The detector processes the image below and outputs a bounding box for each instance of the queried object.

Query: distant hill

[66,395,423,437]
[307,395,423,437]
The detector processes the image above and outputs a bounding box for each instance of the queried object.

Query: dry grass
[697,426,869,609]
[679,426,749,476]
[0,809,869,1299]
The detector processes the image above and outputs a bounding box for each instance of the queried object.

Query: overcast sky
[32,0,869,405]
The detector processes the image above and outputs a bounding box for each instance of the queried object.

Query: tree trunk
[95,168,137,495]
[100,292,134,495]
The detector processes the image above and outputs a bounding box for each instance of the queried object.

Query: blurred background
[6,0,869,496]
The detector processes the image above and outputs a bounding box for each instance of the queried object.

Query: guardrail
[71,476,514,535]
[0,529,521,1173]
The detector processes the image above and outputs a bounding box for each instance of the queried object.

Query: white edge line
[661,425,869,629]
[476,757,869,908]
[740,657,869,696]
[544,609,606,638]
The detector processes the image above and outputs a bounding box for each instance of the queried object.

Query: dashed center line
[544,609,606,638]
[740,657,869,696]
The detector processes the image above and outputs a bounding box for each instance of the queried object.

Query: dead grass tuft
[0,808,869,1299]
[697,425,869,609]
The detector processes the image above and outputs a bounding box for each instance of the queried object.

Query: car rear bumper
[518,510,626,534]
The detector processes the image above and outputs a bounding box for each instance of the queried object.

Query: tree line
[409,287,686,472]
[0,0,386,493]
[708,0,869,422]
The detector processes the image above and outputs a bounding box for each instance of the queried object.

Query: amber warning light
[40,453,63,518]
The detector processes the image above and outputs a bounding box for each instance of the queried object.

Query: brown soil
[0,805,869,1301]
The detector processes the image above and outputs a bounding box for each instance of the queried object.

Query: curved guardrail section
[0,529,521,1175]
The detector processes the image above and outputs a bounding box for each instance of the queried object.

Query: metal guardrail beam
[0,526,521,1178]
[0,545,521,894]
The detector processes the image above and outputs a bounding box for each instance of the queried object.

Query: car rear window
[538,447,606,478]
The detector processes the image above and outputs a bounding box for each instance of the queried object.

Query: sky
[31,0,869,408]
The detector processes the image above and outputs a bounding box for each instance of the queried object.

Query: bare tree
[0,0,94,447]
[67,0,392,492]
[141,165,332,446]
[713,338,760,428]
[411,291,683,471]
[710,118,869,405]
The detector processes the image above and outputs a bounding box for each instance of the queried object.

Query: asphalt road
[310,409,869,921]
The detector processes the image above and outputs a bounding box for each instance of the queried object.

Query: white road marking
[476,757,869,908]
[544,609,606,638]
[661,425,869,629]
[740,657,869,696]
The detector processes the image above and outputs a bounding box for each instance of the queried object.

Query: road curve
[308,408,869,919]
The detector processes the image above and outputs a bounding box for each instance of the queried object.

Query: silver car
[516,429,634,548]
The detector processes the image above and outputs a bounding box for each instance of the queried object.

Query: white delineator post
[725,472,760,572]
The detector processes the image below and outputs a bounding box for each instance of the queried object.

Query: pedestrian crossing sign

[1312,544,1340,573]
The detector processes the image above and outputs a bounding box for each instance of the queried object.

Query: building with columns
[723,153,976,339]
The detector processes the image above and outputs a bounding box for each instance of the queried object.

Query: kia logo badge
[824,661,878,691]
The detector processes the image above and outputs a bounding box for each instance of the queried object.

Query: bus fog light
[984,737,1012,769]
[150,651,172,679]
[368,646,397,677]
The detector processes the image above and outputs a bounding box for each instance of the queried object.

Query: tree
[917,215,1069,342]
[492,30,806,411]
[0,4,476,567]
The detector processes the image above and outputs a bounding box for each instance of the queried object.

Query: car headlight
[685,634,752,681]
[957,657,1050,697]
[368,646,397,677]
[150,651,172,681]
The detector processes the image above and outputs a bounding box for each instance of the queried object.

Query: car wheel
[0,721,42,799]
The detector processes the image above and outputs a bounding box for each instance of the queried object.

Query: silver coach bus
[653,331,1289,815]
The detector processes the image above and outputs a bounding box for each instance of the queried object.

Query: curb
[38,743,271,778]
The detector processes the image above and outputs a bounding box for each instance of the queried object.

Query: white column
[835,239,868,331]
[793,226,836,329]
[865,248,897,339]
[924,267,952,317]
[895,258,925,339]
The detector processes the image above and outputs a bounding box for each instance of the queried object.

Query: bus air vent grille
* * * * * * * * *
Rewrite the full listing above, switching each "detector" to "system" and leaving everything else as it is.

OUTPUT FOR THIS EXERCISE:
The system processes the image below and outputs a bounding box for each instance of the queried object.

Query: distant hill

[66,395,423,437]
[307,395,423,437]
The system processes the image above and outputs a bounding box for each instance of the queried object.

Query: dry grass
[697,426,869,609]
[679,426,749,476]
[0,809,869,1299]
The system processes the image above and outputs a bounding box for each instance of the queried object.

Query: overcast sky
[32,0,869,405]
The system processes the image above and outputs a bounding box for each instance of the queried object.

Query: tree trunk
[95,168,137,495]
[100,292,134,495]
The system processes the image above and outputs a bounding box for each instance of the queried object.

Query: blurred background
[6,0,869,496]
The system processes the image above and outputs a bounding box for each instance of the queried object.

Query: guardrail
[71,476,514,535]
[0,529,521,1173]
The system processes the image above and outputs a bounding box for each instance of the queried object.

Query: white edge line
[661,425,869,629]
[476,757,869,908]
[740,657,869,696]
[544,609,606,638]
The system processes the image above and outputs a bounding box for each instance of the queried object.

Query: dashed center line
[544,609,606,638]
[740,657,869,696]
The system processes the image above and outputs a bounding box for each instance of the queried object.

Query: dead grass tuft
[0,808,869,1299]
[697,425,869,609]
The system processes the image above and outputs a bounding box for each instance of the queried object.

Query: car rear bumper
[518,510,626,534]
The system processes the image above and outputs a bounding box for each instance of the queried object.

Query: tree line
[409,287,686,472]
[0,0,386,493]
[708,0,869,422]
The system processes the image above and outputs a bounding box for each instance of the queried object.

Query: amber warning light
[40,453,63,518]
The system processes the image above and outputs a bounding box for each instance of the queried object.

Query: brown soil
[0,805,869,1301]
The system processes the image above and outputs a bounding box for each instance of the queried object.

Query: curved guardrail section
[0,529,521,1175]
The system processes the image above and outputs a bounding box for each instance of the queried object.

Query: metal guardrail beam
[0,526,521,1178]
[0,545,521,894]
The system processes the image above and outputs a bounding box for each instance of the queried object.

Query: car rear window
[538,447,606,478]
The system processes the image above and outputs a bounding box for each instance of the queried object.

Query: sky
[31,0,869,408]
The system processes the image above and outputs a bounding box for each instance of the queried object.

Query: bare tree
[0,0,94,447]
[67,0,392,492]
[141,165,332,446]
[713,338,760,428]
[411,291,683,471]
[710,118,869,405]
The system processes the image above and outputs a bounding box for each instance of the queried object.

Query: asphalt road
[310,409,869,921]
The system processes the image above and outputs a bounding box for each instance of the queried object.

Query: white road marking
[476,757,869,908]
[544,609,606,638]
[661,425,869,629]
[740,657,869,696]
The system processes the image above and outputs a bounding box for each instance of the queried object.

Query: road curve
[308,408,869,919]
The system processes the image above and outputs a bounding box for each instance of the queried object.

Query: silver car
[516,429,634,548]
The system processes the image above and outputs a bounding box for each instance of the queried object.

Query: white delineator post
[725,472,760,572]
The system processes the image below and outputs a bounding box for each instance of the queried object.

Query: pedestrian crossing sign

[1312,544,1340,573]
The system processes the image above and outputs a bounding box for each instance of the queried object.

Query: building with columns
[723,153,976,339]
The system processes the image above and outputs a bounding box for each instance of the queried object.

Query: kia logo badge
[824,661,878,691]
The system processes the image above and outputs a bounding box for each instance of the queried object.

Query: bus fog light
[984,737,1012,769]
[150,651,172,679]
[368,646,397,677]
The system processes the image above and outputs a bounding box for each instance of the queried object.

Query: tree
[917,215,1069,342]
[492,30,806,411]
[0,4,476,567]
The system processes the image above and outputs a bounding box for each instance of the queried object.

Query: car headlight
[685,634,752,681]
[957,657,1050,697]
[368,646,397,677]
[150,651,172,681]
The system processes the image above and outputs a bounding box for each instance of the queried object.

Query: car wheel
[0,721,42,799]
The system processes the image above and outputs a bounding box for each instance of the queried object.

Query: silver coach bus
[653,331,1289,815]
The system processes the image above and outputs a bounding box for each instance of the queried object.

Query: curb
[38,743,271,778]
The system processes the image above and outputs a bounding box for each instance of the queried object.

Query: white column
[835,239,868,331]
[793,226,836,329]
[865,248,897,339]
[924,267,952,317]
[895,258,925,339]
The system processes the image above and outputs a bounding box for each instance of the queried object.

Query: bus air vent grille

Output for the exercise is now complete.